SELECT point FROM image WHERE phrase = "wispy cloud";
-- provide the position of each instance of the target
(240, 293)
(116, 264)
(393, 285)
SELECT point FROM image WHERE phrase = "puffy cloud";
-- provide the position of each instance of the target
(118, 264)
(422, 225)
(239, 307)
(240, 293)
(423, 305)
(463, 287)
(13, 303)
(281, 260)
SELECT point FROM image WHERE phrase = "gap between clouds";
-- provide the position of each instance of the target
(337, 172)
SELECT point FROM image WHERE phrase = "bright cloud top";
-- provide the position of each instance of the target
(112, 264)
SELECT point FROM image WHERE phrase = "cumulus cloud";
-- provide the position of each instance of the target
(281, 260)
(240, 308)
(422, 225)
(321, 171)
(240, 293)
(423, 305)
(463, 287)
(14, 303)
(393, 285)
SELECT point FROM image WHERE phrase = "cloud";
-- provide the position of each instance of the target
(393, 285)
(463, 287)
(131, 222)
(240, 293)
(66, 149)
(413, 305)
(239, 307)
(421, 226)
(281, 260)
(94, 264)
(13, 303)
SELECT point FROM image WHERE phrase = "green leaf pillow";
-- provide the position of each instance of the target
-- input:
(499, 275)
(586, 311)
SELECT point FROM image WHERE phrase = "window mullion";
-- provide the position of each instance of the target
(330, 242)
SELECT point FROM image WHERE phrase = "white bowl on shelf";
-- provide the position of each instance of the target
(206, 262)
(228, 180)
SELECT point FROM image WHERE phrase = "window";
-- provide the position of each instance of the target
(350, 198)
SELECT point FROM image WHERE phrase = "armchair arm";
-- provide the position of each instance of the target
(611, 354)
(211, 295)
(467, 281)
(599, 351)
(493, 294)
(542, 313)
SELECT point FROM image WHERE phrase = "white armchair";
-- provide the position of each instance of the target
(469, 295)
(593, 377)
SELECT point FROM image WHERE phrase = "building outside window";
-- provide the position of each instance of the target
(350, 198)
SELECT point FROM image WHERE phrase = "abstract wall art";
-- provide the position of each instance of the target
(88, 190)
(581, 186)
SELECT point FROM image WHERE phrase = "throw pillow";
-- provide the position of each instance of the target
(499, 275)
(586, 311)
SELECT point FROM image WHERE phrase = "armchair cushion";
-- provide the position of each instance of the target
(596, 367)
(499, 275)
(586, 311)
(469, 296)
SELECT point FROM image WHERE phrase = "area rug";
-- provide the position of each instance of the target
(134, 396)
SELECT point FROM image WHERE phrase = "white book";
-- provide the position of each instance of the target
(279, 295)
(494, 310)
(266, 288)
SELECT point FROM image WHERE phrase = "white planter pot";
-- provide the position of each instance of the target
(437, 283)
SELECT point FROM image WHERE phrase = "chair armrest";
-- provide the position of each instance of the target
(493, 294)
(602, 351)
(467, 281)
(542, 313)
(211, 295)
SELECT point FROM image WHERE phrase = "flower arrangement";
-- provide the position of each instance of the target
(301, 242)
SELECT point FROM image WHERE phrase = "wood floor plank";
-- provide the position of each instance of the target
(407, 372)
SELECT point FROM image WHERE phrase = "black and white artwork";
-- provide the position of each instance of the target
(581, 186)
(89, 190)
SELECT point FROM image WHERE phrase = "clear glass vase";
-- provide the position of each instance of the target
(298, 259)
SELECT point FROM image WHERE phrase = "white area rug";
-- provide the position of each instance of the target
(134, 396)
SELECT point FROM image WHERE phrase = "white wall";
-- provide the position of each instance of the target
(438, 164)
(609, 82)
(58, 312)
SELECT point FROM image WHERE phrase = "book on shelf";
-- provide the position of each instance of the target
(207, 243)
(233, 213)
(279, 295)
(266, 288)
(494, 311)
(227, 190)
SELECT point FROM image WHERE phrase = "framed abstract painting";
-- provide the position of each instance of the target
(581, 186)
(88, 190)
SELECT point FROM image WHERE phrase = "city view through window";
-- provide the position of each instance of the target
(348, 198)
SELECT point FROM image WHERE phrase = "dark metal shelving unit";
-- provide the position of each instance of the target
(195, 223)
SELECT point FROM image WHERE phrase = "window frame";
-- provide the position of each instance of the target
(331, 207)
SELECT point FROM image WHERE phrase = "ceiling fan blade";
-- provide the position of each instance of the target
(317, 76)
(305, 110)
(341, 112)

Exercise directions
Return every line of the material exactly.

Solution
SELECT point FROM image WHERE phrase = "wispy cloud";
-- provide the position of each instance of the target
(240, 293)
(116, 264)
(393, 285)
SELECT point FROM image WHERE phrase = "puffy cloud";
-- provide the position of each instance of the target
(118, 264)
(422, 225)
(239, 307)
(240, 293)
(423, 305)
(463, 287)
(13, 303)
(281, 260)
SELECT point FROM image WHERE phrase = "gap between clouds";
-- provide the position of each instance of the target
(337, 172)
SELECT point FROM image WHERE phrase = "bright cloud top";
-- provide the position of each instance of the target
(112, 264)
SELECT point FROM image WHERE phrase = "cumulus cloud";
-- provide the position of each instance of the target
(281, 260)
(240, 308)
(422, 225)
(321, 171)
(240, 293)
(423, 305)
(463, 287)
(14, 303)
(393, 285)
SELECT point FROM image WHERE phrase = "cloud";
-- provide the position of each instance of the target
(393, 285)
(463, 287)
(131, 222)
(240, 293)
(66, 149)
(413, 305)
(239, 307)
(421, 226)
(281, 260)
(94, 264)
(13, 303)
SELECT point FROM image WHERE phrase = "green leaf pillow";
-- provide the position of each instance of the target
-- input:
(499, 275)
(586, 311)
SELECT point FROM image WHERE phrase = "window mullion";
-- provide the position of each instance of the target
(330, 242)
SELECT point FROM image WHERE phrase = "white bowl on shelf";
-- provide the position of each instance of the target
(206, 262)
(228, 180)
SELECT point FROM image WHERE phrase = "window";
-- provide the position of each instance of the target
(350, 198)
SELECT point FROM image WHERE phrase = "armchair arm";
-- provide the position of each instance of the target
(611, 354)
(211, 295)
(467, 281)
(599, 351)
(493, 294)
(542, 313)
SELECT point FROM image WHERE phrase = "white armchair";
-- provide the position of each instance of the target
(469, 295)
(593, 377)
SELECT point FROM image WHERE phrase = "building outside window";
-- provide the position of each instance of the target
(350, 198)
SELECT point FROM image WHERE phrase = "abstract wall art";
-- provide the position of each instance of the target
(88, 190)
(581, 186)
SELECT point FROM image WHERE phrase = "throw pillow";
-- provide the position of each instance of the target
(499, 275)
(586, 311)
SELECT point FROM image WHERE phrase = "armchair cushion";
-- provide the position of each instance of the target
(596, 367)
(499, 275)
(586, 311)
(469, 296)
SELECT point FROM image WHERE phrase = "area rug";
-- provide the position of each instance of the target
(134, 396)
SELECT point FROM image WHERE phrase = "white book";
-- provide the position of each instance of the target
(279, 295)
(494, 310)
(266, 288)
SELECT point FROM image WHERE phrase = "white planter pot";
-- provide the position of each instance of the target
(437, 283)
SELECT point FROM image WHERE phrase = "chair armrest";
-- provide the position of each instance of the target
(493, 294)
(602, 351)
(467, 281)
(542, 313)
(211, 295)
SELECT point FROM image WHERE phrase = "flower arrangement";
-- provide the position of each instance of the target
(301, 242)
SELECT point FROM image WHERE phrase = "wood floor plank";
-- provide the position of each instance of the target
(407, 372)
SELECT point FROM image WHERE phrase = "black and white artwork";
-- provide the position of each instance of the target
(581, 186)
(89, 190)
SELECT point FROM image WHERE phrase = "clear glass vase";
-- provide the position of each instance of the target
(298, 259)
SELECT point FROM image WHERE phrase = "white area rug";
-- provide the position of each instance of the target
(134, 396)
SELECT point FROM image WHERE phrase = "white wall";
-- provide the position of each instance of the target
(438, 164)
(609, 82)
(58, 312)
SELECT point FROM image WHERE phrase = "book on shelf";
-- provide the position of each instance of the target
(207, 243)
(233, 213)
(279, 295)
(266, 288)
(494, 311)
(227, 190)
SELECT point FROM image WHERE phrase = "framed abstract painting";
-- provide the position of each instance of the target
(581, 186)
(88, 190)
SELECT point FROM image WHERE phrase = "city view through window";
-- provide the position of each instance of the target
(348, 198)
SELECT point FROM image WHERE phrase = "dark metal shelving unit";
-- provide the position of each instance of the target
(195, 223)
SELECT point FROM image WHERE phrase = "window frame";
-- provide the position of each instance of the target
(331, 207)
SELECT point FROM image WHERE phrase = "ceiling fan blade";
-- provide the position of each instance of the target
(317, 76)
(305, 110)
(341, 112)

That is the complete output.